Explore the material:
[A] In the forum thread on PHP hashing below, rewrite the paragraph beginning "I thought I would let you's php gurus know" in one shorter sentence that keeps its main facts.
[B] Write the next part of the forum thread on PHP hashing, picking up after its final post.

Start of Document section

The whirlpool algorithm can be used with the following code:

<?php
echo hash('whirlpool', 'The quick brown fox jumped over the lazy dog.');
?>
//outputs
802dc377bf6dc4f905b90cf2f1ddb39d4958526c3772bce41c03488701630eeede8 51f5ddc195714ea9e35311a513e31c3b616ffce5756bd963e0fdc092b2f87

As you can see it has a longer hash and although I haven't checked the algorithm's core I would assume that it is by far more secure as 8 characters of hex = one number to decode into words.

So you just use

hash('whirlpools', 'some text to encode');

So you just use

hash('whirlpools', 'some text to encode');

Except drop the s.

hash('whirlpool', 'some text to encode');

cool

I thought I would let you's php gurus know that I am starting to come close to cracking the Sha1 algorithm. And surprisingly it is an easy one to crack. So I would recommend switching to something like the whirlpool algorithm.

Are you serious? Are you willing to share with us how you're cracking it? It would be quite amazing if you did.

Are you serious? Are you willing to share with us how you're cracking it? It would be quite amazing if you did.

End of Document section
Start of Data listing

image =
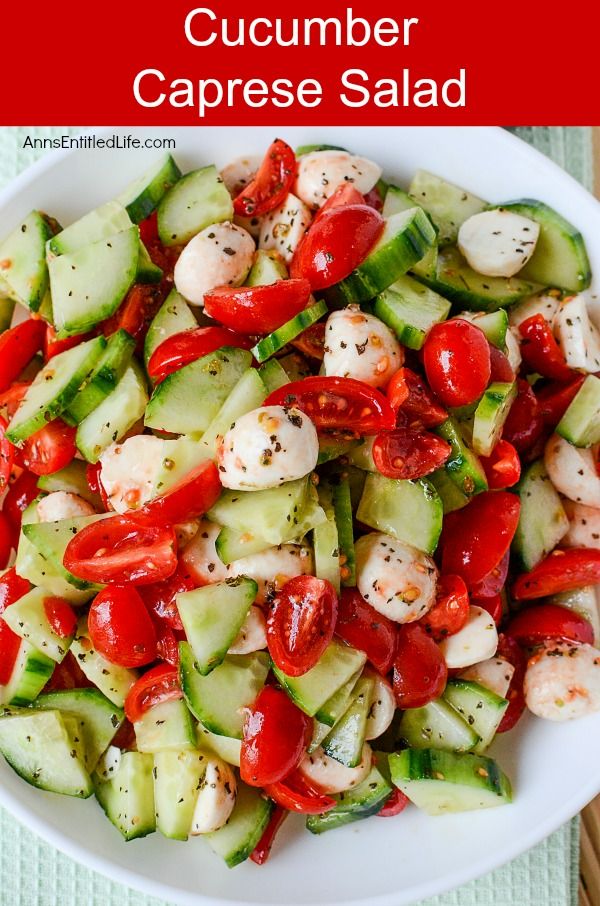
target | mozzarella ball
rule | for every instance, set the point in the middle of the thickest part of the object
(360, 346)
(321, 172)
(396, 579)
(220, 255)
(562, 681)
(267, 447)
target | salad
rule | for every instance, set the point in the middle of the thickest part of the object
(301, 495)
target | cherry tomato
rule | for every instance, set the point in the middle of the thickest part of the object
(257, 309)
(325, 256)
(524, 424)
(420, 671)
(451, 610)
(300, 623)
(12, 587)
(262, 850)
(191, 497)
(479, 535)
(182, 348)
(337, 404)
(413, 401)
(296, 794)
(159, 684)
(61, 616)
(541, 353)
(120, 627)
(560, 571)
(272, 183)
(17, 348)
(362, 626)
(407, 453)
(276, 733)
(456, 356)
(50, 449)
(502, 467)
(119, 550)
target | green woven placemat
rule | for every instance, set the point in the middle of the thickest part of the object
(35, 874)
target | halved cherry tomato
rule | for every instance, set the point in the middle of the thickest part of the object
(17, 348)
(502, 467)
(262, 850)
(301, 623)
(296, 794)
(182, 348)
(337, 404)
(406, 453)
(191, 497)
(478, 536)
(120, 627)
(456, 356)
(325, 256)
(560, 571)
(541, 353)
(61, 616)
(120, 551)
(276, 733)
(50, 449)
(159, 684)
(257, 309)
(451, 609)
(272, 183)
(420, 671)
(413, 402)
(362, 626)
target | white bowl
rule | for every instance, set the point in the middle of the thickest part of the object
(555, 769)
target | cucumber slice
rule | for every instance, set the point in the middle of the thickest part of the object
(177, 779)
(410, 310)
(580, 424)
(193, 203)
(165, 727)
(88, 285)
(440, 782)
(54, 388)
(490, 415)
(334, 668)
(238, 837)
(410, 511)
(174, 316)
(361, 801)
(463, 467)
(23, 264)
(481, 708)
(38, 746)
(542, 519)
(212, 616)
(560, 258)
(218, 700)
(437, 725)
(97, 718)
(406, 238)
(27, 619)
(109, 370)
(275, 341)
(141, 196)
(128, 797)
(189, 399)
(101, 223)
(455, 280)
(112, 419)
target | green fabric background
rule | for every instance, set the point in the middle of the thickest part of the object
(35, 874)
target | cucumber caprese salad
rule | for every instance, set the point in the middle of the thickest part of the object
(301, 495)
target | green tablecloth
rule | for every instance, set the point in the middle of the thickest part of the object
(35, 874)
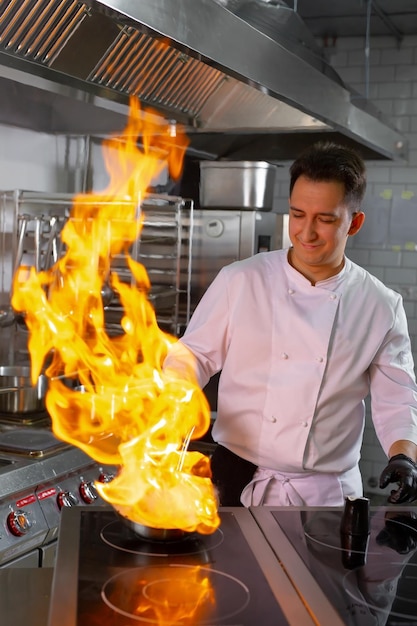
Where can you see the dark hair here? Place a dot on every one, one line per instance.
(328, 161)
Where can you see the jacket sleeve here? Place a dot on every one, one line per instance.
(393, 385)
(203, 346)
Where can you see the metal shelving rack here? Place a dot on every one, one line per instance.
(164, 247)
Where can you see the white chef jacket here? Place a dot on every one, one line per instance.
(298, 360)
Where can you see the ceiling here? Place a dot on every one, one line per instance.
(349, 18)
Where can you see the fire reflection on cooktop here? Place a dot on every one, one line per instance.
(119, 536)
(125, 579)
(175, 594)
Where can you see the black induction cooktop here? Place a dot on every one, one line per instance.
(370, 582)
(106, 575)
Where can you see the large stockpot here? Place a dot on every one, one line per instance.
(17, 394)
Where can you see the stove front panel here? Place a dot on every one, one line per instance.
(358, 581)
(106, 575)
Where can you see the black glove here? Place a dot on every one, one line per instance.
(400, 533)
(402, 470)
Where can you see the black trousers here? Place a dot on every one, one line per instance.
(231, 474)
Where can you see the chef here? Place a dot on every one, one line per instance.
(301, 337)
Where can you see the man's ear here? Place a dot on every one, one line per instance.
(356, 224)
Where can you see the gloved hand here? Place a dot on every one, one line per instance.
(399, 533)
(402, 470)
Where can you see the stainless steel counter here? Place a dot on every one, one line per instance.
(25, 595)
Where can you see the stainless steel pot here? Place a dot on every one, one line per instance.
(155, 534)
(17, 394)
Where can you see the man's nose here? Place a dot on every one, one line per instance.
(309, 230)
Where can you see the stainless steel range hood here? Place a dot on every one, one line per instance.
(70, 67)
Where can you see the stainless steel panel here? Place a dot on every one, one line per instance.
(237, 184)
(222, 236)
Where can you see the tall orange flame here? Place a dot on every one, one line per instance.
(127, 412)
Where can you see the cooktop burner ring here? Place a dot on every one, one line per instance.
(394, 600)
(175, 592)
(320, 531)
(119, 536)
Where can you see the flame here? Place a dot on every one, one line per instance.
(127, 412)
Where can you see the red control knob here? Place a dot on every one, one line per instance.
(88, 492)
(66, 498)
(105, 477)
(18, 523)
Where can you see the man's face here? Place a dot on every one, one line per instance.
(319, 224)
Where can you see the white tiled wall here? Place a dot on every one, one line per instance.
(385, 249)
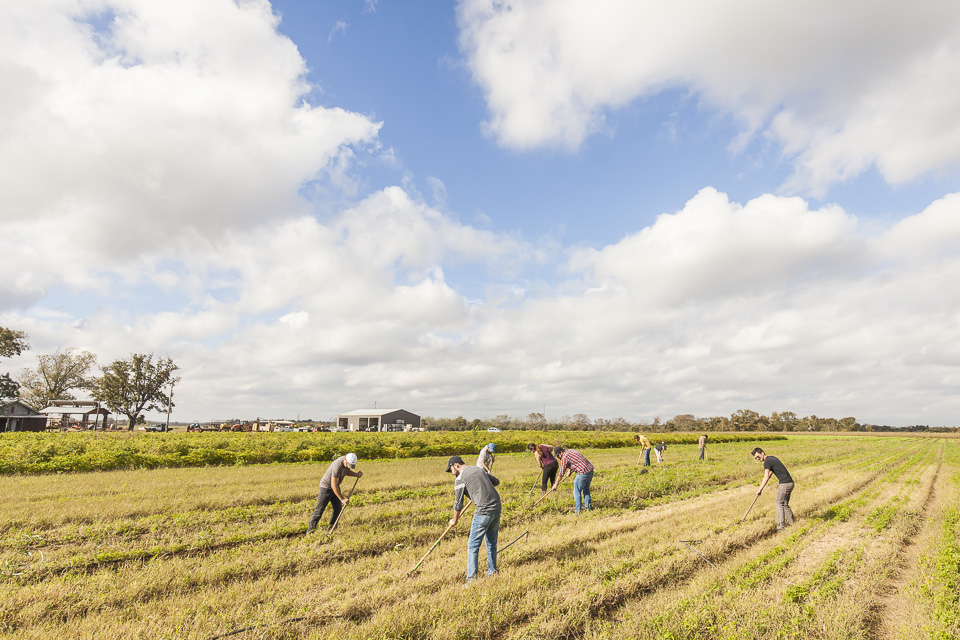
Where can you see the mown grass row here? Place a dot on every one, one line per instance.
(769, 593)
(569, 576)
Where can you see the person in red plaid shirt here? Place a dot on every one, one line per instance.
(572, 460)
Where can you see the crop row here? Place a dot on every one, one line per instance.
(570, 575)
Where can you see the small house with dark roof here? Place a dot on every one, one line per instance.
(378, 420)
(16, 416)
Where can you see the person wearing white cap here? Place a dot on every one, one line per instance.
(330, 492)
(485, 459)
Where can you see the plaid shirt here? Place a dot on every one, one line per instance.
(571, 458)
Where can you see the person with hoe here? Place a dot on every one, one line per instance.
(645, 448)
(330, 491)
(659, 449)
(548, 464)
(772, 466)
(477, 485)
(485, 459)
(571, 460)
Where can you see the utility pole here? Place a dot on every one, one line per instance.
(169, 406)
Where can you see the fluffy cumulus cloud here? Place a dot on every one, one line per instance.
(839, 87)
(127, 126)
(157, 165)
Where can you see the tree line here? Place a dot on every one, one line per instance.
(128, 386)
(741, 420)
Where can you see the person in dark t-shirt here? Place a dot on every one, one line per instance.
(773, 467)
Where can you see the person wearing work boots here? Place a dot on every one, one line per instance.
(478, 485)
(659, 449)
(644, 448)
(330, 490)
(548, 464)
(485, 459)
(571, 460)
(772, 466)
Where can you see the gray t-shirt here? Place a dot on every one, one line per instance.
(478, 485)
(485, 456)
(337, 469)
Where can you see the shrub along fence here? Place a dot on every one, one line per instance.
(37, 453)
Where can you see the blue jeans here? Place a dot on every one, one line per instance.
(485, 526)
(581, 485)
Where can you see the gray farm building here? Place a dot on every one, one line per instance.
(16, 416)
(378, 420)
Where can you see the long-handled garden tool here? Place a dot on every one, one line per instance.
(751, 507)
(446, 531)
(333, 527)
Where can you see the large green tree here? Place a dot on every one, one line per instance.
(12, 343)
(56, 375)
(134, 385)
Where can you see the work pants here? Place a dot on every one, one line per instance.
(549, 475)
(784, 513)
(485, 527)
(325, 497)
(581, 487)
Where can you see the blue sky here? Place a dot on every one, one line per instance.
(478, 208)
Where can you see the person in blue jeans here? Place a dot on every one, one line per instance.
(572, 460)
(478, 485)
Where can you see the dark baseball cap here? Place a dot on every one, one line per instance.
(454, 460)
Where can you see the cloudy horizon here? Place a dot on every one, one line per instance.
(635, 212)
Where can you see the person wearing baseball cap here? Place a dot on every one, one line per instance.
(485, 459)
(478, 485)
(330, 492)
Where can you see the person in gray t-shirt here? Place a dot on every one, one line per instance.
(330, 491)
(478, 485)
(773, 467)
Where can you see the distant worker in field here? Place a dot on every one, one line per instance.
(645, 449)
(772, 466)
(659, 449)
(330, 491)
(572, 460)
(548, 464)
(477, 485)
(486, 459)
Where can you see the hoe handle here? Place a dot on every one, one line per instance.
(751, 507)
(446, 531)
(552, 489)
(333, 527)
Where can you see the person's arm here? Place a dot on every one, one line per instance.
(561, 471)
(335, 485)
(766, 477)
(458, 491)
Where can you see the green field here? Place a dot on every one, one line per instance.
(203, 552)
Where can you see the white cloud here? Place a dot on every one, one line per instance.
(180, 119)
(769, 305)
(841, 87)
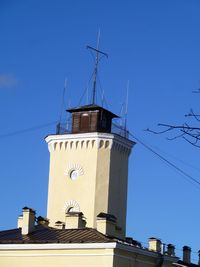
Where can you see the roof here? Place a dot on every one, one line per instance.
(45, 234)
(91, 107)
(187, 264)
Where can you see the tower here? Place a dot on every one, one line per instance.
(89, 169)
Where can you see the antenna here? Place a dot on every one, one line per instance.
(126, 106)
(96, 65)
(63, 100)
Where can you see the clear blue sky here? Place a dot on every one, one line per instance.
(154, 44)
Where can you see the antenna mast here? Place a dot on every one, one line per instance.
(96, 66)
(126, 107)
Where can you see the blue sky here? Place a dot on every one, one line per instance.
(154, 44)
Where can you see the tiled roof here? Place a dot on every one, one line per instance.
(44, 234)
(187, 264)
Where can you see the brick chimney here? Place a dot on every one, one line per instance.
(74, 220)
(187, 254)
(27, 221)
(106, 224)
(171, 250)
(42, 221)
(155, 244)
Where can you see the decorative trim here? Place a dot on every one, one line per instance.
(88, 141)
(75, 167)
(56, 246)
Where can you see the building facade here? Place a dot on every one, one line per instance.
(87, 200)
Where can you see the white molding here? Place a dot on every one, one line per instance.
(56, 246)
(112, 138)
(56, 255)
(136, 250)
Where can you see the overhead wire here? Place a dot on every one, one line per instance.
(169, 163)
(34, 128)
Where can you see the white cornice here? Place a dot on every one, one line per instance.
(56, 246)
(88, 136)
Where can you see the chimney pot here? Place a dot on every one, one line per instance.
(106, 224)
(74, 220)
(42, 221)
(28, 222)
(155, 244)
(187, 254)
(170, 250)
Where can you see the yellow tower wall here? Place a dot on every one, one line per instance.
(101, 161)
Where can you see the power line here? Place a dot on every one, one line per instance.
(167, 161)
(34, 128)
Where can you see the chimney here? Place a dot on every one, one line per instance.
(186, 254)
(59, 225)
(42, 221)
(74, 220)
(155, 244)
(20, 221)
(106, 224)
(171, 250)
(28, 221)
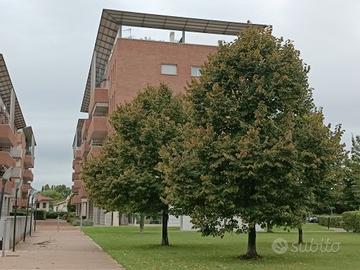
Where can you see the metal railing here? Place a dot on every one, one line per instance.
(7, 227)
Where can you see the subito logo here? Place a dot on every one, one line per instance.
(279, 246)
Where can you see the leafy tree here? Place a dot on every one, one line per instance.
(320, 159)
(56, 192)
(242, 157)
(125, 176)
(53, 194)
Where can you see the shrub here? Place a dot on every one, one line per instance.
(52, 215)
(69, 216)
(18, 214)
(40, 214)
(351, 221)
(85, 222)
(335, 221)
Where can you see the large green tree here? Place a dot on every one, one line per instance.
(125, 176)
(241, 157)
(320, 157)
(350, 199)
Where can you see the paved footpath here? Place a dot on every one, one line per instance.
(64, 250)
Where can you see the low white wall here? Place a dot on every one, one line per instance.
(20, 227)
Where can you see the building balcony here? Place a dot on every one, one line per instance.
(77, 154)
(29, 161)
(95, 150)
(99, 102)
(84, 149)
(75, 176)
(85, 128)
(77, 167)
(98, 129)
(7, 135)
(22, 202)
(9, 187)
(6, 159)
(75, 199)
(27, 175)
(76, 186)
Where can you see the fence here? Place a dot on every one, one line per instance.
(7, 227)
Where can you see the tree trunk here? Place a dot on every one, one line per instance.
(165, 219)
(251, 251)
(300, 240)
(142, 221)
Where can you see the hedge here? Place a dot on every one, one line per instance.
(351, 221)
(335, 221)
(40, 214)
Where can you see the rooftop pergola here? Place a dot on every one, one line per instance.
(110, 28)
(6, 87)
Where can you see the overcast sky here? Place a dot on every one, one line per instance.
(48, 44)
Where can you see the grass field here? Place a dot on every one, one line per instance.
(189, 250)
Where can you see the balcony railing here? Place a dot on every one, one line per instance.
(27, 175)
(7, 135)
(29, 161)
(98, 129)
(6, 159)
(99, 102)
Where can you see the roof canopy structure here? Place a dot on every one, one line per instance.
(6, 87)
(111, 20)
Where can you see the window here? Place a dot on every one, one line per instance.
(195, 71)
(168, 69)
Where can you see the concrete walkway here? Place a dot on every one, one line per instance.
(49, 249)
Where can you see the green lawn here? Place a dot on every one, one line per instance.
(189, 250)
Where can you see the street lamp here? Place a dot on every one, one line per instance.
(6, 174)
(32, 212)
(30, 192)
(17, 186)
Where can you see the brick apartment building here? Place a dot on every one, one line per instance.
(121, 67)
(17, 144)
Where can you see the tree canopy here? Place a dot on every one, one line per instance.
(245, 155)
(125, 176)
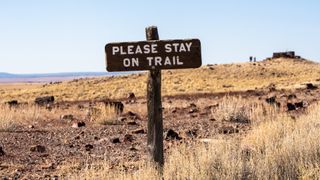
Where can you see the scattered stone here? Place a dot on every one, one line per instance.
(88, 147)
(12, 103)
(115, 140)
(193, 110)
(134, 148)
(78, 124)
(227, 86)
(311, 86)
(291, 107)
(128, 138)
(41, 101)
(132, 123)
(301, 104)
(131, 97)
(292, 96)
(172, 135)
(117, 105)
(271, 87)
(174, 110)
(38, 148)
(129, 113)
(138, 131)
(192, 133)
(121, 118)
(1, 152)
(271, 100)
(67, 117)
(228, 130)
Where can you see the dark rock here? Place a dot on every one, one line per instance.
(42, 101)
(272, 87)
(192, 133)
(129, 113)
(271, 100)
(122, 118)
(78, 124)
(228, 130)
(115, 140)
(227, 86)
(301, 104)
(138, 131)
(67, 117)
(38, 148)
(311, 86)
(12, 103)
(88, 147)
(2, 153)
(172, 135)
(193, 110)
(128, 138)
(116, 104)
(192, 105)
(132, 123)
(291, 107)
(131, 96)
(292, 96)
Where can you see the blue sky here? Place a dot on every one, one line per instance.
(38, 36)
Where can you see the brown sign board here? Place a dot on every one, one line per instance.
(149, 55)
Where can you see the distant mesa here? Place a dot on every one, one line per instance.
(287, 54)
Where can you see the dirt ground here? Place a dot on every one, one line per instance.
(39, 151)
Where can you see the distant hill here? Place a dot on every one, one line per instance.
(48, 77)
(282, 73)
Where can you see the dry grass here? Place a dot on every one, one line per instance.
(278, 148)
(285, 73)
(237, 109)
(104, 114)
(10, 118)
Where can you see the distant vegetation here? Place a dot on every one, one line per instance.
(284, 73)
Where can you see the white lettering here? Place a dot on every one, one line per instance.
(182, 48)
(175, 45)
(121, 51)
(115, 49)
(138, 50)
(168, 48)
(178, 61)
(146, 49)
(157, 61)
(189, 46)
(167, 61)
(154, 48)
(126, 62)
(150, 60)
(130, 47)
(135, 61)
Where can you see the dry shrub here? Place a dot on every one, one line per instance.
(10, 118)
(278, 148)
(104, 114)
(237, 109)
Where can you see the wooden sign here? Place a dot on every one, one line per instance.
(155, 54)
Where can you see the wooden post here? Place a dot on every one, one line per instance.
(155, 123)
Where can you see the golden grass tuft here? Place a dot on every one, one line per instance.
(278, 148)
(237, 109)
(10, 118)
(284, 73)
(104, 114)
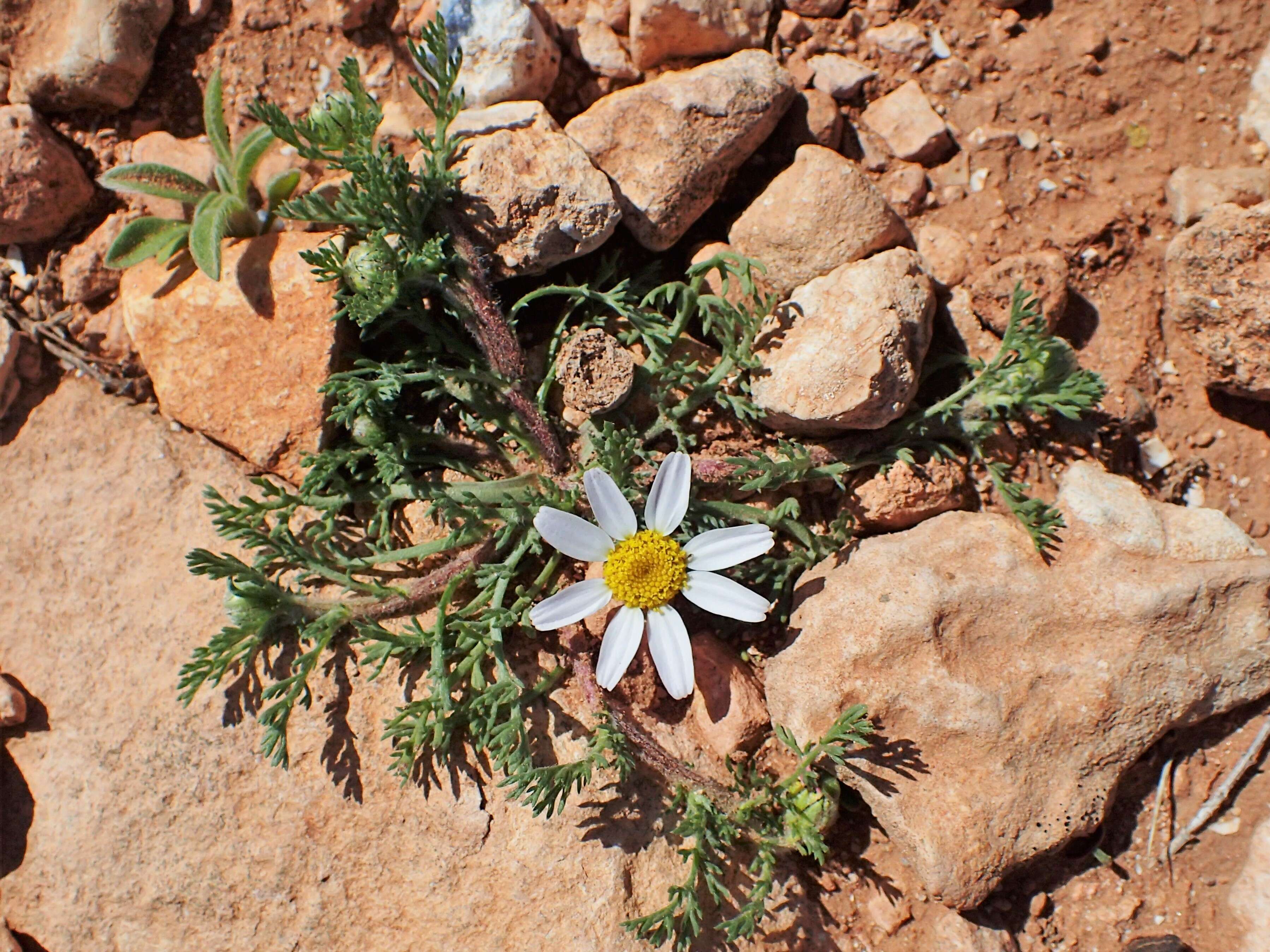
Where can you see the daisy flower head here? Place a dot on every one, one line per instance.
(646, 569)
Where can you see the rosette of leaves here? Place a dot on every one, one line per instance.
(224, 210)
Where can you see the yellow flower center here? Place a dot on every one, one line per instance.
(647, 570)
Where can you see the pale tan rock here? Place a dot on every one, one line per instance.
(728, 709)
(241, 360)
(912, 130)
(595, 371)
(841, 77)
(1193, 191)
(42, 186)
(1217, 296)
(534, 200)
(849, 348)
(84, 273)
(988, 668)
(1044, 273)
(1250, 892)
(670, 145)
(85, 54)
(947, 253)
(190, 155)
(667, 30)
(817, 215)
(168, 824)
(910, 493)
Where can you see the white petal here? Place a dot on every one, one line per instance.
(671, 649)
(573, 535)
(613, 512)
(668, 499)
(723, 549)
(620, 644)
(722, 596)
(571, 605)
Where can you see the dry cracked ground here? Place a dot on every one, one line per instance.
(897, 166)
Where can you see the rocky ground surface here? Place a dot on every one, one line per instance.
(897, 166)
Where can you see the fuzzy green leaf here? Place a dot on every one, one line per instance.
(154, 179)
(143, 239)
(210, 225)
(214, 120)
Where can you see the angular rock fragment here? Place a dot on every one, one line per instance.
(912, 130)
(534, 200)
(671, 144)
(42, 186)
(241, 360)
(1217, 294)
(849, 348)
(667, 30)
(87, 54)
(1193, 191)
(985, 668)
(817, 215)
(507, 55)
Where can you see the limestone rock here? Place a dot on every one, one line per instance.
(42, 186)
(1193, 191)
(241, 360)
(534, 200)
(728, 709)
(595, 371)
(84, 273)
(912, 130)
(1250, 892)
(947, 253)
(169, 826)
(840, 75)
(188, 155)
(910, 493)
(670, 145)
(507, 55)
(1217, 294)
(986, 668)
(849, 348)
(1044, 273)
(666, 30)
(817, 215)
(87, 54)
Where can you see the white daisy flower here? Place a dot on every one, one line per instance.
(646, 570)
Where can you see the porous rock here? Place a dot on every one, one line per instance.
(507, 55)
(912, 130)
(241, 360)
(910, 493)
(84, 273)
(849, 347)
(1192, 191)
(42, 186)
(85, 54)
(1044, 273)
(667, 30)
(985, 668)
(171, 826)
(820, 214)
(1217, 295)
(534, 200)
(595, 371)
(670, 145)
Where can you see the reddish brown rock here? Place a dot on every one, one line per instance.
(820, 214)
(670, 145)
(42, 186)
(241, 360)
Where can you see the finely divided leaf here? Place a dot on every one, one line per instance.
(154, 179)
(147, 238)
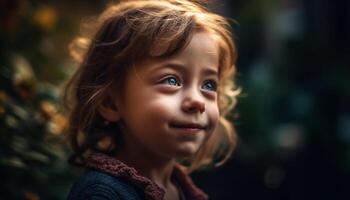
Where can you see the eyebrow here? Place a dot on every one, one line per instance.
(182, 68)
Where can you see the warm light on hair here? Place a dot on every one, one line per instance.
(130, 31)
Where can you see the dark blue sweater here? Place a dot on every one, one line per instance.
(96, 185)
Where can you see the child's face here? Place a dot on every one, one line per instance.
(170, 106)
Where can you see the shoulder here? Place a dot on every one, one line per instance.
(97, 185)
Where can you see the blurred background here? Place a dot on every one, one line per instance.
(292, 118)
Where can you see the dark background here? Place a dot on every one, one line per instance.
(292, 118)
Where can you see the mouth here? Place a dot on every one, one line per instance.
(187, 126)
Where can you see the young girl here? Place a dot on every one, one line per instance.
(149, 99)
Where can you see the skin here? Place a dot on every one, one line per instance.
(168, 110)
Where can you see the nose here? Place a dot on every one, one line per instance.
(193, 103)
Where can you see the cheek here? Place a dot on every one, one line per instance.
(154, 109)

End of Data listing

Per-task outputs:
[A] The poster warns PHP experts that SHA1 is surprisingly easy to crack and that they are close to doing so, and recommends switching to something like the whirlpool algorithm.

[B]
Yes, tomorrow I will have an update where I should have a data array cracked which will lead to the original data. Btw I'm using c++ and I will post some code in 24 hours. If I don't just remind me in 24 hours and I will post.

Do you think it is wise to post that in the public domain so that every nut and his brother can run a muck on the internet?

Do you think it is wise to post that in the public domain so that every nut and his brother can run a muck on the internet?

What do you mean by "run a muck"? I thought it would be wise.

What do you mean by "run a muck"? I thought it would be wise.

Maybe you should think again.
Maybe it's ok to do as a personal intellectual exercise, but what's the point of compromising sha1 for everybody?
I don't get it.

Tomorrow, this news is 5 YEARS OLD
http://www.schneier.com/blog/archives/2005/02/sha1_broken.html

Maybe you should think again.
Maybe it's ok to do as a personal intellectual exercise, but what's the point of compromising sha1 for everybody?
I don't get it.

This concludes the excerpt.